::: Provided text :::

Commonsense Reasoning with Logical Entailment Trees
Developing benchmarks and evaluation methods for logical commonsense reasoning
Quick Navigation: Overview • Research Progress • Research Goals
Overview
Developing benchmarks and reasoning methods for evaluating logical commonsense reasoning in large language models at the BLAST Lab, University of Colorado Boulder.
Timeline: June 2025 – Present Advisor: Dr. Maria L. Pacheco, CU Boulder Target Venue: ACL 2026
Research Progress
Completed Work
Benchmark Development
Created a commonsense QA benchmark dataset designed to evaluate logical reasoning capabilities:
- Logically Composed Options: Question-answer pairs with options that require multi-fact reasoning
- Multi-Step Reasoning Trees: Structured representations of reasoning chains
- Compositional Structure: Questions that test compositional and logical reasoning abilities
The benchmark enables systematic evaluation of how language models handle complex commonsense inference tasks that require combining multiple facts and logical steps.

:::

» **Work item A**
In the page on commonsense reasoning with logical entailment trees, who is named as the advisor?
» **Work item B**
Please write the next part of the page on commonsense reasoning with logical entailment trees, picking up right after its last sentence.

::: Available data :::

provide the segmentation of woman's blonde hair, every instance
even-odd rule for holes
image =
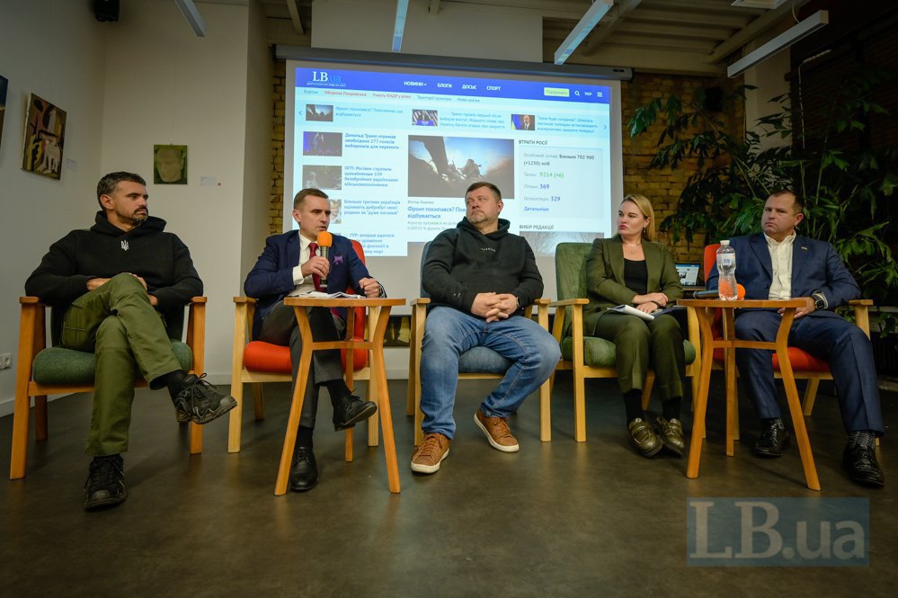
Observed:
[[[624,201],[632,201],[636,204],[636,208],[639,208],[639,211],[643,213],[643,216],[648,219],[649,226],[643,228],[643,237],[647,241],[654,240],[654,210],[652,209],[652,202],[645,195],[639,195],[636,193],[630,193],[624,198]],[[623,203],[624,201],[621,201]]]

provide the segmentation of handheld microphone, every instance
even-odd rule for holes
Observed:
[[[321,250],[321,256],[325,260],[330,261],[328,258],[328,254],[331,253],[331,245],[333,245],[333,235],[331,235],[326,230],[323,230],[318,233],[318,249]],[[325,289],[327,288],[327,275],[321,277],[321,286]]]
[[[708,289],[707,290],[697,290],[692,293],[694,299],[717,299],[720,291],[717,289]],[[741,284],[736,285],[736,299],[745,299],[745,287]]]

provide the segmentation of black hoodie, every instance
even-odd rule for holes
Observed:
[[[477,293],[511,293],[520,309],[539,299],[543,279],[527,239],[508,232],[509,221],[484,235],[467,219],[440,233],[427,250],[422,286],[436,305],[466,313]]]
[[[92,278],[137,274],[166,311],[202,295],[202,281],[187,245],[165,221],[153,216],[125,232],[102,210],[90,230],[73,230],[52,245],[25,281],[25,293],[55,306],[66,306],[87,292]]]

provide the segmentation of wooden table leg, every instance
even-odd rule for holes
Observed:
[[[711,363],[714,359],[714,338],[711,336],[710,316],[706,309],[697,311],[701,329],[701,371],[698,374],[698,405],[692,422],[692,438],[689,442],[689,459],[686,467],[687,478],[698,477],[698,461],[701,460],[701,444],[705,436],[705,414],[707,412],[707,392],[711,385]]]
[[[378,327],[375,331],[373,353],[374,371],[377,376],[378,397],[380,398],[378,411],[380,412],[380,427],[384,433],[384,457],[387,459],[387,478],[390,492],[398,494],[399,465],[396,461],[396,443],[393,436],[393,414],[390,409],[390,394],[387,386],[387,368],[384,364],[384,334],[387,332],[387,323],[390,318],[389,306],[382,308],[378,315]]]
[[[807,427],[805,425],[805,415],[798,400],[798,389],[796,388],[795,373],[792,371],[792,362],[789,361],[789,353],[787,346],[788,333],[792,328],[795,309],[787,309],[783,321],[779,325],[779,334],[777,335],[777,357],[779,360],[779,372],[783,376],[783,386],[786,387],[786,398],[789,405],[789,414],[792,415],[792,425],[796,432],[796,443],[798,444],[798,454],[801,455],[801,464],[805,468],[805,480],[807,487],[820,490],[820,479],[817,478],[817,468],[814,463],[814,453],[811,452],[811,441],[807,436]]]
[[[308,324],[306,308],[294,308],[297,324],[299,326],[300,338],[312,339],[312,328]],[[284,448],[280,451],[280,465],[278,468],[278,481],[274,485],[274,495],[280,496],[287,494],[287,484],[290,478],[290,463],[293,460],[293,451],[296,448],[297,433],[299,430],[299,415],[302,413],[303,399],[306,397],[306,385],[308,383],[308,372],[312,364],[312,345],[314,343],[302,344],[302,354],[299,357],[299,371],[297,374],[296,387],[293,388],[293,398],[290,401],[290,415],[287,420],[287,433],[284,436]]]
[[[724,310],[724,338],[727,341],[735,339],[735,323],[733,319],[733,310]],[[726,379],[726,456],[732,457],[734,439],[736,428],[736,350],[732,346],[724,349],[724,377]]]

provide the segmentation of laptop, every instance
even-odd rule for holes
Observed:
[[[698,263],[678,263],[677,272],[680,273],[680,283],[684,287],[694,287],[698,283]]]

:::

» **Response box A**
Dr. Maria L. Pacheco, CU Boulder

» **Response box B**
Baseline Evaluation
Benchmarked reasoning quality using standard LLM prompting strategies:
- N-Shot Prompting: Tested few-shot learning approaches with varying numbers of examples
- Chain-of-Thought (CoT) Prompting: Evaluated step-by-step reasoning generation
- Baseline Performance: Established baseline metrics for reasoning quality on the benchmark
These baselines provide comparison points for evaluating more advanced reasoning methods.
In Progress: Advanced Reasoning Methods
Currently designing and implementing structured evaluation methods:
- Neuro-Symbolic Framework: Combining informal logic with neural approaches
- Logical Structure Modeling: Tracking entailment relationships and inference chains
- Step-Level Evaluation: Assessing inference quality at each reasoning step
- Social Consensus Integration: Incorporating common-sense knowledge patterns
Research Goals
This work aims to:
- Provide better tools for evaluating commonsense reasoning in LLMs
- Understand how models perform multi-step logical inference
- Bridge symbolic and neural approaches to reasoning
- Enable more nuanced assessment beyond traditional QA accuracy metrics
This research is conducted at the BLAST Lab at CU Boulder under the supervision of Dr. Maria L. Pacheco.